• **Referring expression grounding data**
_ _ _

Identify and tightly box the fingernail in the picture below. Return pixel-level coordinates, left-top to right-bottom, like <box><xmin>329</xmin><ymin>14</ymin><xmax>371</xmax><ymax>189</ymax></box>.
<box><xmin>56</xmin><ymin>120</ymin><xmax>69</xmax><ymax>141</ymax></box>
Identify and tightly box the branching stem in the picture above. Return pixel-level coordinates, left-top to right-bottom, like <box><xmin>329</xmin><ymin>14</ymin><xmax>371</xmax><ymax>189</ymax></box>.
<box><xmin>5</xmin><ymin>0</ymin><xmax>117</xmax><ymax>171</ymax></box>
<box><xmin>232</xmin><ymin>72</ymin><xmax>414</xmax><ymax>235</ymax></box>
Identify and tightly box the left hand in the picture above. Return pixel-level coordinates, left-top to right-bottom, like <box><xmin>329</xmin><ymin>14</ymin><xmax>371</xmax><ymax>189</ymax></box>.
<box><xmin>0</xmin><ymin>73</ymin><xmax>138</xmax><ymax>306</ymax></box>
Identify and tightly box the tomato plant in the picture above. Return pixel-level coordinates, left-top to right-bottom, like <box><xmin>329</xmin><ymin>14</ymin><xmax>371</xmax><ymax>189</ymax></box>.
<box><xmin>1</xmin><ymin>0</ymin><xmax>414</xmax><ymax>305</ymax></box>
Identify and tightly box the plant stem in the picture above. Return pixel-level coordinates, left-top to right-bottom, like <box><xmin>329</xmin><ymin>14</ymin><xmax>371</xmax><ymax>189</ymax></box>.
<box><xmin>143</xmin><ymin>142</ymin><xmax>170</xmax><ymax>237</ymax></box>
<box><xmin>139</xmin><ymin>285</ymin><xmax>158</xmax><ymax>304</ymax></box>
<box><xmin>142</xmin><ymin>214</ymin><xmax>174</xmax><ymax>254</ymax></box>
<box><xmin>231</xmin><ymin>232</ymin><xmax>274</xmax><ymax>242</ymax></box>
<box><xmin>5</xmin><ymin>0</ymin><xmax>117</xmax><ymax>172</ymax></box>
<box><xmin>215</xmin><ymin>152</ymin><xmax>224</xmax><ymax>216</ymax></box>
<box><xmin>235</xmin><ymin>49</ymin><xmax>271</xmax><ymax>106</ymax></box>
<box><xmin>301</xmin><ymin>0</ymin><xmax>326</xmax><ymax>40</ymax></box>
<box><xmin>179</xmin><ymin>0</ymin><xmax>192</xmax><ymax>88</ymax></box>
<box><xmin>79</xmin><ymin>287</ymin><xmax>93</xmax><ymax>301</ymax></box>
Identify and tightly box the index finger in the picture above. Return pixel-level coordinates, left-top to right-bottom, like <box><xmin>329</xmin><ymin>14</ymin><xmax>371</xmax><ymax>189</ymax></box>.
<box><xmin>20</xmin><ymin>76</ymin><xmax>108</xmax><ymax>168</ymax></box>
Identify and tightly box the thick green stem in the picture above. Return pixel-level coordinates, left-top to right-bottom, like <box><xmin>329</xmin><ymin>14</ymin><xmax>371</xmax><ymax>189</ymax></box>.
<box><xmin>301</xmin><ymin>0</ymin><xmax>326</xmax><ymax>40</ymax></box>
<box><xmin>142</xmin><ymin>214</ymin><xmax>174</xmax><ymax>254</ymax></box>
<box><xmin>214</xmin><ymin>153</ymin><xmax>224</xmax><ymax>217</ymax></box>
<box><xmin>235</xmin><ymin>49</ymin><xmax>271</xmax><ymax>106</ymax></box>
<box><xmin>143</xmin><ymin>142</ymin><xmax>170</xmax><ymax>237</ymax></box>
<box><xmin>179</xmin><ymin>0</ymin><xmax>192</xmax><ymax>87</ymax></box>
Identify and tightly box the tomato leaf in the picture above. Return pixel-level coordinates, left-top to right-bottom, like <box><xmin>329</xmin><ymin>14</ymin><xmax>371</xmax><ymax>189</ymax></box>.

_ _ _

• **To do**
Only the lines from the one containing "Identify and tightly box the index" through the last line above belong in your answer. Retype them exactly.

• **Answer to this task**
Identify and tightly box the index finger in the picture above. Return pixel-level coordinates, left-top to right-bottom, like <box><xmin>329</xmin><ymin>14</ymin><xmax>371</xmax><ymax>189</ymax></box>.
<box><xmin>20</xmin><ymin>76</ymin><xmax>108</xmax><ymax>168</ymax></box>
Identify and tightly box the thick green stem in the picture above. Return pixel-level coordinates, left-top to right-bottom, like <box><xmin>329</xmin><ymin>14</ymin><xmax>371</xmax><ymax>189</ymax></box>.
<box><xmin>301</xmin><ymin>0</ymin><xmax>326</xmax><ymax>40</ymax></box>
<box><xmin>142</xmin><ymin>214</ymin><xmax>174</xmax><ymax>254</ymax></box>
<box><xmin>214</xmin><ymin>153</ymin><xmax>224</xmax><ymax>217</ymax></box>
<box><xmin>235</xmin><ymin>49</ymin><xmax>271</xmax><ymax>106</ymax></box>
<box><xmin>143</xmin><ymin>142</ymin><xmax>170</xmax><ymax>237</ymax></box>
<box><xmin>179</xmin><ymin>0</ymin><xmax>192</xmax><ymax>87</ymax></box>
Identify and tightly box the tomato leaf in the picture above. Return pixel-level coordinates, left-top to right-bottom, like <box><xmin>329</xmin><ymin>14</ymin><xmax>371</xmax><ymax>189</ymax></box>.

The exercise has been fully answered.